要件 ->
以下のレコードの全行を、依頼部分も含めて再掲し、回答中の座標の数値をすべて1.8倍に拡大して整数に丸めてください（0.5は切り上げ）。依頼部分とその書式例に含まれる数値は変更しないでください。

対象レコード ->

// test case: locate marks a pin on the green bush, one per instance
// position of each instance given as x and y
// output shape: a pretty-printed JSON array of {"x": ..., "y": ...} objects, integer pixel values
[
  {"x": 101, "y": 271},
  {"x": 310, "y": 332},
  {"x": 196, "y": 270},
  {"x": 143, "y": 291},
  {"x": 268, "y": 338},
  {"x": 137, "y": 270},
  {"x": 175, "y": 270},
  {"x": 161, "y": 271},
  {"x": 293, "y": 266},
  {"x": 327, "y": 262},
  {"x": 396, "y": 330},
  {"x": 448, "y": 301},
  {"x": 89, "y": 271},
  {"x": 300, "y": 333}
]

回答全文 ->
// test case: locate marks a pin on the green bush, one per instance
// position of each instance given as x and y
// output shape: a pretty-printed JSON array of {"x": ..., "y": ...} objects, integer pixel values
[
  {"x": 182, "y": 488},
  {"x": 558, "y": 598},
  {"x": 353, "y": 486},
  {"x": 257, "y": 524},
  {"x": 482, "y": 608},
  {"x": 247, "y": 486},
  {"x": 315, "y": 486},
  {"x": 290, "y": 488},
  {"x": 527, "y": 479},
  {"x": 589, "y": 472},
  {"x": 713, "y": 594},
  {"x": 806, "y": 542},
  {"x": 160, "y": 488},
  {"x": 540, "y": 599}
]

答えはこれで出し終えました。